# [TASK GOAL]
Here are some records. Print all of them exactly.

# [DATASET RECORDS]
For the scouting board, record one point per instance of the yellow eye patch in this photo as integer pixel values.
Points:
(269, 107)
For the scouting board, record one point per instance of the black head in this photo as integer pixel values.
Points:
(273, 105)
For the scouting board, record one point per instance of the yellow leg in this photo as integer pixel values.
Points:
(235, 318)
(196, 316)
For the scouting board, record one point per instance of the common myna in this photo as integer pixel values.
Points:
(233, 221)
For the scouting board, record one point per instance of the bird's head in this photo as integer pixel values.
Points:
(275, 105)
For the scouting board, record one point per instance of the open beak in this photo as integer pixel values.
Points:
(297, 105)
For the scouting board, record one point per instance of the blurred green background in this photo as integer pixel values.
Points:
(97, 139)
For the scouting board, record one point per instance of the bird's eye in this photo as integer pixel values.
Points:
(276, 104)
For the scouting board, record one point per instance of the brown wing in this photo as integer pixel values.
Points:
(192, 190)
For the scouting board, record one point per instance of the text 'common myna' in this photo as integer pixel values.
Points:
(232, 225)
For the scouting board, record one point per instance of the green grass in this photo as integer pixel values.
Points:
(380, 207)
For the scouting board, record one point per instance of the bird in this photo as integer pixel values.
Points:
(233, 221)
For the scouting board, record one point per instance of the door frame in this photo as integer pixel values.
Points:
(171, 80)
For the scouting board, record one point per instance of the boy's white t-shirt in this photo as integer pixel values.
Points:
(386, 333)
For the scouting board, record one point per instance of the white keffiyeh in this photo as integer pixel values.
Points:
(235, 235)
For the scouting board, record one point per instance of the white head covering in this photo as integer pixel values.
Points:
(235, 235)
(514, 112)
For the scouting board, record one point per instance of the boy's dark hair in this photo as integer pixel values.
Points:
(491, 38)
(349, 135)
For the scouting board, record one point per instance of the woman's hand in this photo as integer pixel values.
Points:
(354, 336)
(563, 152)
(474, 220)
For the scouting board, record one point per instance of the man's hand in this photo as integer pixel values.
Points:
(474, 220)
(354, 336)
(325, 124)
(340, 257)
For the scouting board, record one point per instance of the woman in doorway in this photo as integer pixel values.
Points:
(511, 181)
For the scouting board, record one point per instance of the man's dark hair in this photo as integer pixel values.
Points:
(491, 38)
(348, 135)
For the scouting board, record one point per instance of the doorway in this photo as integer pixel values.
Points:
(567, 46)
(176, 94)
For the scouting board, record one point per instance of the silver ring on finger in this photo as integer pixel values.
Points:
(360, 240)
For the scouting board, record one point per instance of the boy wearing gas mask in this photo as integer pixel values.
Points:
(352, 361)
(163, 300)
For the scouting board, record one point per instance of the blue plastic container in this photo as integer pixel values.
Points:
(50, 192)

# [TASK ANSWER]
For the scouting board, record one point per instance of the yellow eye patch in this photo as integer pixel values.
Points:
(269, 107)
For the scouting board, record one point per instance of the black head in this photo as integer pixel values.
Points:
(273, 105)
For the scouting board, record one point per instance of the yellow leg in this photo as integer pixel values.
Points:
(235, 318)
(196, 316)
For the scouting board, record one point per instance of the common myna in this photo as integer pixel values.
Points:
(233, 221)
For the scouting board, record one point per instance of the bird's head in this photo as integer pixel values.
Points:
(275, 105)
For the scouting board, record one point per instance of the open beak in this photo as integer pixel values.
Points:
(297, 105)
For the scouting board, record one point per instance of the blurred green background in this photo as integer pixel values.
Points:
(97, 139)
For the scouting board, record one point per instance of the bird's eye in this photo as integer pixel values.
Points:
(276, 104)
For the scouting board, record one point per instance of the brown wing in this photo as integer pixel values.
Points:
(192, 190)
For the scouting board, record one point per instance of the text 'common myna' in this photo as integer pixel values.
Points:
(232, 225)
For the scouting board, record one point per instance of the green grass in this photo as integer pixel values.
Points:
(380, 207)
For the scouting board, record one point per instance of the bird in this photo as integer pixel values.
Points:
(233, 221)
For the scouting board, record one point per instance of the door frame in this photo as integer pixel values.
Points:
(171, 80)
For the scouting board, record one point per instance of the boy's white t-shirt in this photo as integer pixel values.
Points:
(386, 333)
For the scouting board, record one point per instance of the white keffiyeh in this photo as integer pixel values.
Points:
(235, 235)
For the scouting board, record one point per instance of the white head covering in this photo as integer pixel values.
Points:
(235, 235)
(514, 112)
For the scouting board, record one point per instance of the boy's dark hair in this photo as integer pixel values.
Points:
(491, 38)
(349, 135)
For the scouting board, record one point per instance of the woman's hand in this photo as integer pixel values.
Points:
(354, 336)
(563, 152)
(474, 220)
For the scouting board, record one point per instance of the man's hand in this photo as integer pixel values.
Points:
(474, 220)
(354, 336)
(325, 124)
(340, 257)
For the scouting board, record one point per instance of the woman in doorway in this photo as integer pixel values.
Points:
(511, 181)
For the scouting board, record one point per instance of the man's dark hair in this photo as integer pixel values.
Points:
(491, 38)
(348, 135)
For the scouting board, record one point per instance of the doorway in this photo as integer pixel values.
Points:
(567, 46)
(176, 94)
For the scouting board, record one point per instance of the silver ring on finger in this photo as integer pixel values.
Points:
(360, 240)
For the scouting board, record one point per instance of the boy wearing gas mask in this photo as integer pixel values.
Points:
(352, 361)
(163, 300)
For the scouting board, record one point per instance of the blue plastic container in this photo as integer pixel values.
Points:
(50, 192)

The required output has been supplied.